→ 読解文
********************

働く変人。
スパークスのドキュメンタリー映画。
スパークスの映画が存在するだけで、(個人的バイアス強めですが)満点。
「アネット」含めてこんなに二人が注目される事はなかった気がします笑
エドガーライト監督、本当にありがとうございます。
新譜が出る度、あれ?しばらく聴かなかったけど、
スパークスやってたのか!といって思い出す形で新譜を手にするのですが、
その度に想像を毎回超えてきます。
それはよくも、悪くもなんですが。
驚異的なのは、いつもちゃんと「スパークス」であり続け、すり減っていないんですよね。
どの時代を切り取っても、「スパークス」としてのビジョンに一貫して忠実であり続ける。
あんまり好みじゃない曲も裏切られた感じの曲も中にはありますけど。
しかし。
かならず挑戦とユーモアがあり、あいかわらず「スパークスやってますなー」といつだって元気にさせてくれます。
その部分があるので、長いキャリアにありがちな安定志向で「迎合しちゃってつまんないことやってんな」
と、失望したことなど一度も無いんですよね。
50年間奇妙なままで生き残り続けた変でひねくれたポップセンス、新しいスタイルへの追求。
その変遷を識者や関係者、スタッフ、そして本人らがキャリアを頭から語っている構成。
様々な角度からの照射によって、
「人と違う」という真の意味。「オモシロさの基準」をどこに置いているのか。
クリエイターとしての姿勢とその環境が浮き彫りになってきます。
そして、物作りを追求すると沼みたいにはまるオモシロさと、
物作りすると発生するいろんなバイアスや逆風や摩擦で心折れまくりになる状況。

********************

→ 資料
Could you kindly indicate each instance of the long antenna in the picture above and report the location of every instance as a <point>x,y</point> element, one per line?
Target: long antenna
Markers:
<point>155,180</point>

********************

→ 課題の指示
- a) スパークスのドキュメンタリー映画についての文章で、筆者が感謝の言葉を向けている監督は誰ですか。
- b) スパークスのドキュメンタリー映画についての文章を、最後の文の次から書き継いでください。
リストはこの課題には関わりません。

→ 各課題の解答
- a) エドガーライト監督です。

- b)
この両方描きつつ(体現しつつ)
それでもなお「スパークス」であることを選択し続ける強さ。
それが、この映画で発見した超しびれるところでした。
売れなくてハッピーじゃないかもしれないけど、
絶対そっちでよい。てことありますよね。(ないですかね^^;)
重要局面に置いての一つ一つの選択基準自体に(音楽家に限らずに)クリエイターがあこがれる理想のクリエイターの姿があるんですよね。
売れる売れないは一つの側面でしかありませんが、
職業がクリエイターてことではなくても、貫く。ということがどこまで出来ているか?
「迎合しちゃってつまらないことやってんな」自分でそう思う瞬間ないか?
そういうことを問いかけられる映画でしたね。
映画としてもスパークスのポップかつ奇天烈な部分を伝えながら、
朗らかにキャリアをたどるだけなんですが、言葉にしていない矜持が滲み出ていて全編不思議と涙があふれて仕方なかったですね。
感動モードで劇場をあとにして、この勢いで今一度CDを買おう!と渋谷有名某レコードに駆け込んでいったら、
スパークスのアルバム、一枚たりとも置いていませんでした^^;
いつだってそんな感じですよ。。。
いいんですよ。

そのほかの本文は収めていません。